- DIRECTIONS: The lines from the one holding "of the clear" to the end of the records below, exactly as written, are the only thing to return.

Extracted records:

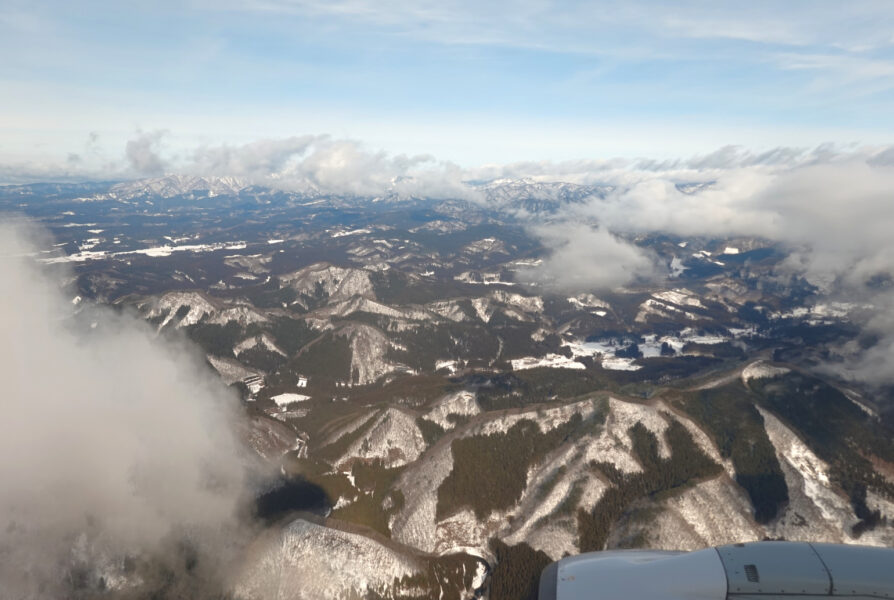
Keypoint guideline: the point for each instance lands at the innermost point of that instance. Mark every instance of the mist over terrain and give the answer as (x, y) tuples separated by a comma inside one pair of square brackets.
[(828, 206), (115, 445)]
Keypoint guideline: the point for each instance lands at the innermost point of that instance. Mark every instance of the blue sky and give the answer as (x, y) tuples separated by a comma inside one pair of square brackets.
[(469, 82)]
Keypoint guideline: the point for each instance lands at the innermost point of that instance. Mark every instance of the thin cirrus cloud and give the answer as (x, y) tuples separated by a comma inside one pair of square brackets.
[(469, 82)]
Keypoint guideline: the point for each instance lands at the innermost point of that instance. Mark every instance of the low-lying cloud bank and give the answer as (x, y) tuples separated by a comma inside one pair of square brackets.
[(832, 207), (113, 444)]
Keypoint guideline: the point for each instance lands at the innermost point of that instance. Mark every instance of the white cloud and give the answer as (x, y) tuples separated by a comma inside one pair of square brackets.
[(112, 442), (585, 258)]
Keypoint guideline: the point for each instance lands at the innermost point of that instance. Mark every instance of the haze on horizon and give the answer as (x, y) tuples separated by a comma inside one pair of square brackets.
[(467, 83)]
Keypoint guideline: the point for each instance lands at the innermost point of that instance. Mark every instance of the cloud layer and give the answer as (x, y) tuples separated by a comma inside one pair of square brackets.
[(112, 443)]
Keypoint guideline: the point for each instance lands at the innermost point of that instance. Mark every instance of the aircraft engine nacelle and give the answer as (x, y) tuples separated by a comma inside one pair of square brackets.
[(753, 571)]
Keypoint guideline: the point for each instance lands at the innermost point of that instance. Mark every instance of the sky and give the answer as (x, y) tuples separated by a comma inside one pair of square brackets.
[(465, 81)]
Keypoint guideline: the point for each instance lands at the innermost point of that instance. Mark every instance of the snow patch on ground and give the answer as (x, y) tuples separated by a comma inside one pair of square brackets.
[(393, 437), (712, 513), (553, 361), (230, 370), (461, 403), (816, 511), (263, 340), (305, 561), (762, 370), (286, 399)]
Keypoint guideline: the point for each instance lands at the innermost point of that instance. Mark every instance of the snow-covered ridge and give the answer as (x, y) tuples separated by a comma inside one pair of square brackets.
[(306, 561), (176, 185)]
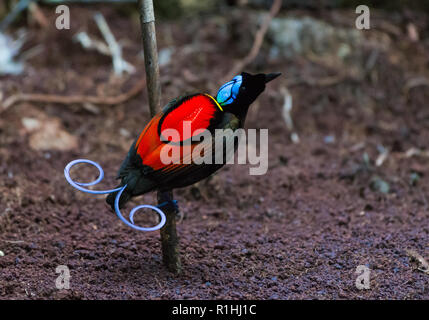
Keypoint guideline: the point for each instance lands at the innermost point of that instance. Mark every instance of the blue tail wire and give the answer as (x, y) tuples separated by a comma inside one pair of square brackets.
[(80, 186)]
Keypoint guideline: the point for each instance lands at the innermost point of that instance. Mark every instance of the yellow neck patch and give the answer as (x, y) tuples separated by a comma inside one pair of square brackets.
[(217, 103)]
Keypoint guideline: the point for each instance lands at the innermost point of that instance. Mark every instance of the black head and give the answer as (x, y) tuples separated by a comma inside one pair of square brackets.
[(243, 89)]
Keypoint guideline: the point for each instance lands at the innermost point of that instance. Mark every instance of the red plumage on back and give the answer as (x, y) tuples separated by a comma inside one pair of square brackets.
[(199, 110)]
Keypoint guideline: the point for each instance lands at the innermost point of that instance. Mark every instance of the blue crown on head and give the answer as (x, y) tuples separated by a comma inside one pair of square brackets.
[(229, 91)]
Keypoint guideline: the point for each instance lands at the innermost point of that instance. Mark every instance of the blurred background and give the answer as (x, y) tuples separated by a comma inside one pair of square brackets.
[(348, 150)]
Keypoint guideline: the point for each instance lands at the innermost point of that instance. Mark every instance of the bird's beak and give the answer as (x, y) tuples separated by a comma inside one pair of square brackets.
[(271, 76)]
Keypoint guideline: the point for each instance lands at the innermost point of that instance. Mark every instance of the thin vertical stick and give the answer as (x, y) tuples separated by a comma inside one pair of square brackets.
[(169, 239)]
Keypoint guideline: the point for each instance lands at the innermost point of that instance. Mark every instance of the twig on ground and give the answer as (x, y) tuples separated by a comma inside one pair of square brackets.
[(119, 64), (257, 43), (287, 109), (75, 99), (169, 238)]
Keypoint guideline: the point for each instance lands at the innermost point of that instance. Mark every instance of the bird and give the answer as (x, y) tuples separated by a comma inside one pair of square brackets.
[(143, 171)]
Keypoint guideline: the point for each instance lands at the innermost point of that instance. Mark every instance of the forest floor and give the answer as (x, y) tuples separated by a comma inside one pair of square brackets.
[(325, 206)]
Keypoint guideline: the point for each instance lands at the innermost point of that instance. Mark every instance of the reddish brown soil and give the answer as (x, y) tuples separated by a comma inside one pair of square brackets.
[(298, 232)]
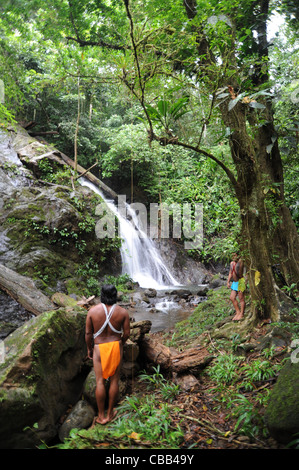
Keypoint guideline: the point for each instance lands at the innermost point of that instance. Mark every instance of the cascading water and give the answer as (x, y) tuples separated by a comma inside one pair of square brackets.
[(140, 258)]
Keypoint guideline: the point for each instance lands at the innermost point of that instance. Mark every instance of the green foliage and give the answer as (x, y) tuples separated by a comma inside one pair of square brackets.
[(143, 422)]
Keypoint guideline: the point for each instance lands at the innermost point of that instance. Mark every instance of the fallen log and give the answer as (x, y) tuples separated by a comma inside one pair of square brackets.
[(191, 359), (155, 352), (23, 290)]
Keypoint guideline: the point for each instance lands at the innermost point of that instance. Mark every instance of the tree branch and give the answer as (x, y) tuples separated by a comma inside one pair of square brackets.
[(173, 140)]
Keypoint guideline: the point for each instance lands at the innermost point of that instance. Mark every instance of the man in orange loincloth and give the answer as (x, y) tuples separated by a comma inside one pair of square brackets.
[(107, 329)]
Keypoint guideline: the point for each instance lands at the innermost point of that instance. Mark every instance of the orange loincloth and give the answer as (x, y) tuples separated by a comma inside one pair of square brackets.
[(110, 358)]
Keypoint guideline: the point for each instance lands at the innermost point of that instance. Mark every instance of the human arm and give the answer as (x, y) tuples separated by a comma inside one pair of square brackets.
[(89, 336), (126, 328), (229, 275)]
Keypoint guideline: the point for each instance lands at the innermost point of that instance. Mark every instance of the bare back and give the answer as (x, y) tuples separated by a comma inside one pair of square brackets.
[(96, 318)]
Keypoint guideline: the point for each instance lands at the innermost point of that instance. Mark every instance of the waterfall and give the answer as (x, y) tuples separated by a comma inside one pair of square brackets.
[(140, 258)]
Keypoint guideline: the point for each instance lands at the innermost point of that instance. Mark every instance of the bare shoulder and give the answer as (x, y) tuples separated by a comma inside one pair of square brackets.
[(95, 309), (122, 312)]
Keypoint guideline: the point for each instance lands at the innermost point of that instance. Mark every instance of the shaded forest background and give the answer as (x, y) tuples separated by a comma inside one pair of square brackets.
[(73, 77)]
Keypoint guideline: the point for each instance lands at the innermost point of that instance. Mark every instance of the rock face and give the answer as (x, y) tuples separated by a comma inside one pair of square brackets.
[(282, 413), (44, 372), (46, 229), (40, 375)]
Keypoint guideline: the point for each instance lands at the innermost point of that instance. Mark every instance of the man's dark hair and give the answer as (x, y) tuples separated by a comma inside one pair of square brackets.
[(109, 294)]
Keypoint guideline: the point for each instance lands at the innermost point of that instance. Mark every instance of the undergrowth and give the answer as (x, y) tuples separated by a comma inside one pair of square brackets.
[(236, 385)]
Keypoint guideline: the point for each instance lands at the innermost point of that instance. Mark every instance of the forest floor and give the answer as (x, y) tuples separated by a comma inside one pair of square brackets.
[(225, 406), (206, 420)]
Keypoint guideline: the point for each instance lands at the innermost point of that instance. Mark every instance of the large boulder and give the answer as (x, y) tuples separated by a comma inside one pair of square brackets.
[(40, 376), (282, 413)]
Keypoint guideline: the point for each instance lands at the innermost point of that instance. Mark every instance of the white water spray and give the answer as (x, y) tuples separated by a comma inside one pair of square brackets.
[(140, 258)]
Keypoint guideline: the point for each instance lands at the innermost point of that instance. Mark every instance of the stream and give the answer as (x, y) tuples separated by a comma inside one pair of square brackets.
[(141, 259)]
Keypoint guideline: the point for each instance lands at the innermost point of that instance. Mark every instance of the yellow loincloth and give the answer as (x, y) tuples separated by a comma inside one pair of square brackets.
[(110, 358)]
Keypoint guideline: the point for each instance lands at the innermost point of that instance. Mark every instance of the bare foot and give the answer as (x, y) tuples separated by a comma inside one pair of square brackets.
[(109, 419), (238, 317), (100, 420)]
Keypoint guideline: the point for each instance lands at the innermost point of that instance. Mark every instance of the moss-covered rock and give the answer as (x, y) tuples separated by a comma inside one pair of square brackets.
[(40, 376), (282, 413)]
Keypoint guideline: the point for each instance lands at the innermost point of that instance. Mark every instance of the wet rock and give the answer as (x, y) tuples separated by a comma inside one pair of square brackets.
[(40, 375), (80, 417), (282, 412)]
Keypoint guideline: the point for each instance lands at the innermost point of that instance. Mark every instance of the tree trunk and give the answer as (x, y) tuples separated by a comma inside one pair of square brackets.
[(269, 240)]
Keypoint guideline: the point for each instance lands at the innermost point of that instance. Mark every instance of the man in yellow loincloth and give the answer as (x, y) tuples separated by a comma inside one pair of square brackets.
[(107, 329)]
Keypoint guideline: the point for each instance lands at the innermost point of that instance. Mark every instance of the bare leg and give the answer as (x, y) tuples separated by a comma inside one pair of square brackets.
[(233, 298), (113, 390), (242, 305), (100, 388)]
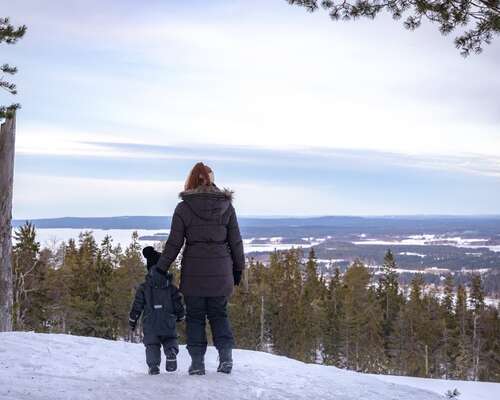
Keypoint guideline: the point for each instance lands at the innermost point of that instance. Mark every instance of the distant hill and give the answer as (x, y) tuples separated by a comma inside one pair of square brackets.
[(296, 226)]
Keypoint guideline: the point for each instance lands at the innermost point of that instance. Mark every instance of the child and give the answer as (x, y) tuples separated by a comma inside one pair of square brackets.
[(160, 302)]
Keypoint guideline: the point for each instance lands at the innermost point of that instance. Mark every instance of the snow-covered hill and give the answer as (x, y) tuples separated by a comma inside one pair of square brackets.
[(40, 366)]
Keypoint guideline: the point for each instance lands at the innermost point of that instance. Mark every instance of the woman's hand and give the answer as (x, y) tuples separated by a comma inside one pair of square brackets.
[(237, 277)]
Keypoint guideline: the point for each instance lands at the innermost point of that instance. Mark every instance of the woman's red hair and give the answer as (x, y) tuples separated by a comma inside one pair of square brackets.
[(199, 176)]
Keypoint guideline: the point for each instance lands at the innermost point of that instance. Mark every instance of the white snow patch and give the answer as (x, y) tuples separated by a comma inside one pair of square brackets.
[(49, 366), (409, 253), (469, 390)]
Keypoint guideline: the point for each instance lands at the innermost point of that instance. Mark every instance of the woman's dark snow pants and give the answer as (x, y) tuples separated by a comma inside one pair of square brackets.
[(198, 309)]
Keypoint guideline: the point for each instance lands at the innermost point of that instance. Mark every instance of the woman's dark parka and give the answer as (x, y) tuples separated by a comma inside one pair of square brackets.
[(206, 221)]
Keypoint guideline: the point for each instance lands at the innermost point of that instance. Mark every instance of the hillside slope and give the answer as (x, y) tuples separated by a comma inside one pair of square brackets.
[(48, 366)]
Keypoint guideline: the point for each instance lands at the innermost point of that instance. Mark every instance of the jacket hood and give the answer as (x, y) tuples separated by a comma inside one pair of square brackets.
[(208, 202), (161, 281)]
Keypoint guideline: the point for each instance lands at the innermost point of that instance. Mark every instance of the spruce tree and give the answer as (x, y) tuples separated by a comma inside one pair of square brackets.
[(332, 319), (310, 307), (390, 301), (30, 290)]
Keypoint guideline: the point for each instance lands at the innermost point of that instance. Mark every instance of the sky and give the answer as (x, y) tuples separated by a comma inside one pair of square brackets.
[(300, 115)]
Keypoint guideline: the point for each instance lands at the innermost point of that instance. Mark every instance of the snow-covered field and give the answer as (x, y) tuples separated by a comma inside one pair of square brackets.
[(50, 237), (48, 366), (425, 240)]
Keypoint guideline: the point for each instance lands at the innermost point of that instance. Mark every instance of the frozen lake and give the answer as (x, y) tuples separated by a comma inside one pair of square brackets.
[(54, 236)]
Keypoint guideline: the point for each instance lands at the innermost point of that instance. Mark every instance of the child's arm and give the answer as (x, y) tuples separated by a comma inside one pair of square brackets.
[(137, 307), (179, 310)]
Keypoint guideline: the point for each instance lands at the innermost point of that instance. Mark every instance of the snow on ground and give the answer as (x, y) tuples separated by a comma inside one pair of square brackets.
[(49, 366), (426, 240), (469, 390)]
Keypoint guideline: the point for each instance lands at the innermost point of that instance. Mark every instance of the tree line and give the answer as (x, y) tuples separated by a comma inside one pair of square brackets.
[(355, 320)]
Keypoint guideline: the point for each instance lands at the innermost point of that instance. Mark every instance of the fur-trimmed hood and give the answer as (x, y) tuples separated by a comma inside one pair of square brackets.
[(212, 189), (208, 202)]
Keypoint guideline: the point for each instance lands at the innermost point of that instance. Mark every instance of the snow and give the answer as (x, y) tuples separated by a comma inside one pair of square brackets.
[(468, 390), (50, 366), (427, 239), (409, 253)]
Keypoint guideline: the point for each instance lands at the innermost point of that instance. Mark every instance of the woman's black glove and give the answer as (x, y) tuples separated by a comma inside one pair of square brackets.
[(158, 276), (237, 277)]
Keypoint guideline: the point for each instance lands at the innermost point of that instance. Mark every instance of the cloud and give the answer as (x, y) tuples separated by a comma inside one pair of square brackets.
[(39, 196)]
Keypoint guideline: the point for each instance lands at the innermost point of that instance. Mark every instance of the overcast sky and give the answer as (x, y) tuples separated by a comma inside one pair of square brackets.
[(298, 114)]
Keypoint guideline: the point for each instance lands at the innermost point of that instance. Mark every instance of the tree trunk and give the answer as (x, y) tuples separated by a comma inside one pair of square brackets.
[(7, 144)]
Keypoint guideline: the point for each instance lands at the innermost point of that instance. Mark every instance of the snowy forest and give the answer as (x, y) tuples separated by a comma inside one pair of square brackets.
[(353, 320)]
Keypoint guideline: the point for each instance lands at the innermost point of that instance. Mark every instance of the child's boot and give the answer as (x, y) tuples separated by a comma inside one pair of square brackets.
[(225, 361), (154, 370), (197, 366), (171, 363)]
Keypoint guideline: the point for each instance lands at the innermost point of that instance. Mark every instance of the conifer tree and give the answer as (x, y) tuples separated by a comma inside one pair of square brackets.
[(333, 317), (362, 336), (463, 360), (450, 329), (310, 308), (477, 305), (390, 301), (30, 291)]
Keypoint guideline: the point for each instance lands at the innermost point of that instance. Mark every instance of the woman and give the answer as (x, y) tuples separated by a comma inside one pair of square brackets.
[(212, 263)]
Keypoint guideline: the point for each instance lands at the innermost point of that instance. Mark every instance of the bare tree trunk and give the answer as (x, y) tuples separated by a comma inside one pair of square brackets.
[(7, 145)]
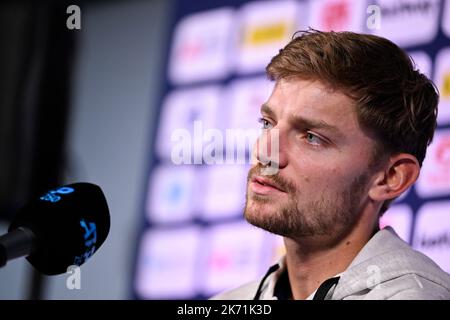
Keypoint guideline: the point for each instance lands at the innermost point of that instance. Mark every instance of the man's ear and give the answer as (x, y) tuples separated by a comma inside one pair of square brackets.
[(400, 172)]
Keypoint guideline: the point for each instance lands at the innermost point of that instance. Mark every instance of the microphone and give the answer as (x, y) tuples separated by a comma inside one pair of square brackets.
[(63, 227)]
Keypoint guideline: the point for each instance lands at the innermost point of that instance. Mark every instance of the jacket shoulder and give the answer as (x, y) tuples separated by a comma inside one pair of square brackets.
[(244, 292)]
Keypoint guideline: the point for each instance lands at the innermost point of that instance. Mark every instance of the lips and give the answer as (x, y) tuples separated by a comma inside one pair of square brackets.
[(263, 185)]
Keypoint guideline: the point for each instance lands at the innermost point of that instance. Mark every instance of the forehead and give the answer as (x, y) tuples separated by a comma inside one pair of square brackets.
[(313, 100)]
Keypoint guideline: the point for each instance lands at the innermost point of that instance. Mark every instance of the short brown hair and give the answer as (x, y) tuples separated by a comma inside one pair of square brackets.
[(395, 102)]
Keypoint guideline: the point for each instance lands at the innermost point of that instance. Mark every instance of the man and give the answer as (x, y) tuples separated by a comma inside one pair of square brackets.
[(353, 119)]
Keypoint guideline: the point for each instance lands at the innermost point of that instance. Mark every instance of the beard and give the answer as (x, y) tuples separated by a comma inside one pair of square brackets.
[(332, 213)]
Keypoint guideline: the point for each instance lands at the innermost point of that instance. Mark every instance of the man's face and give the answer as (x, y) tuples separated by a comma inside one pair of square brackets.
[(324, 156)]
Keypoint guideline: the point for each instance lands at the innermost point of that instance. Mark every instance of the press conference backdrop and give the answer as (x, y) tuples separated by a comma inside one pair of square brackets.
[(194, 241)]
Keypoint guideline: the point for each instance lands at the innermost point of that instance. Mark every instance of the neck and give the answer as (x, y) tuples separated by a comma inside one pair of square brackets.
[(312, 260)]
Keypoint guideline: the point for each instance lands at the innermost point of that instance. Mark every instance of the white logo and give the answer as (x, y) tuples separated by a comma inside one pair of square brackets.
[(337, 15), (373, 281), (73, 281), (408, 22), (200, 49), (374, 20)]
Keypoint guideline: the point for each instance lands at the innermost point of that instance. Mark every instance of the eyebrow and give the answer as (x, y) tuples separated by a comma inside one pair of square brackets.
[(305, 123)]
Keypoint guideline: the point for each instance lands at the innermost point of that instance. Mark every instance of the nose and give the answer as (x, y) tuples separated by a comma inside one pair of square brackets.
[(269, 151)]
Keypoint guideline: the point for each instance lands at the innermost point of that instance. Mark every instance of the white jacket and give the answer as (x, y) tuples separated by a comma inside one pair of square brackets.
[(386, 268)]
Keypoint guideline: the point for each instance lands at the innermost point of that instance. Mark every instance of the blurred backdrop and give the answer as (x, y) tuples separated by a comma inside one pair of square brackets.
[(101, 104)]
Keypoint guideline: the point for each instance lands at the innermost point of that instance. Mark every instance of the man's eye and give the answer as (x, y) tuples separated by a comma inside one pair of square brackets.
[(264, 123), (313, 139)]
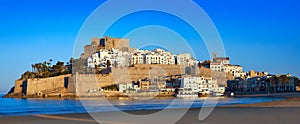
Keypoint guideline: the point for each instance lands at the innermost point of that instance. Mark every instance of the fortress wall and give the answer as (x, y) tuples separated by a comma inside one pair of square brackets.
[(18, 86), (34, 86)]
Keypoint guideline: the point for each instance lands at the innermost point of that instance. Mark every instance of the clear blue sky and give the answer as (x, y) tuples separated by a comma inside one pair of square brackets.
[(258, 34)]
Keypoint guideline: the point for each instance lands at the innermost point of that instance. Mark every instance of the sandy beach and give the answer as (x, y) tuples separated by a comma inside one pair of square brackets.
[(279, 112)]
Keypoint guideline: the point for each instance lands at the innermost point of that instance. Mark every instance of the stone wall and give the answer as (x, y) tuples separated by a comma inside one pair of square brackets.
[(18, 86), (36, 86)]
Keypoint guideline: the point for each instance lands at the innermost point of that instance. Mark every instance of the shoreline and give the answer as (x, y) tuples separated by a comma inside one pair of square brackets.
[(276, 112)]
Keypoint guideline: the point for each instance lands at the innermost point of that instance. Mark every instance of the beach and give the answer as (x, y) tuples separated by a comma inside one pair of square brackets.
[(278, 112)]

- ANSWER TO THE EXERCISE:
Keypoint guideline: the point for each instance lands at the innermost point of that instance. Mark every instance of the clear blue sky and give the answer as (x, y) tuples separated by a comma inside one pair of square brackets.
[(258, 34)]
Keypoint guideline: the point for each instance lands at the innermost point of that instance. Mark every instance of the sandy beach and give the answer as (x, y) tuples separated by a comma inside one pair of square brackets.
[(279, 112)]
Keypoint guideline: the point for each instance lands at the innermost point of that instance. Mark every instance of the stone wall and give the answer as (x, y) tuples separated by a comma inside one pair of square brackets.
[(18, 86), (36, 86)]
Keypoint guideline: the point for each instance lands at the innermost point of that instance. Mark every instance of the shoreline and give the answer as (x, y) tuples separated by a comma inside one pair of square brackets.
[(276, 112)]
Keypoint guideline: the point for each instance lands at the innermost point of that instance. Mark every instance of the beach and give the answer as (x, y) tuples separated by a comma inside one pair of square brackets.
[(278, 112)]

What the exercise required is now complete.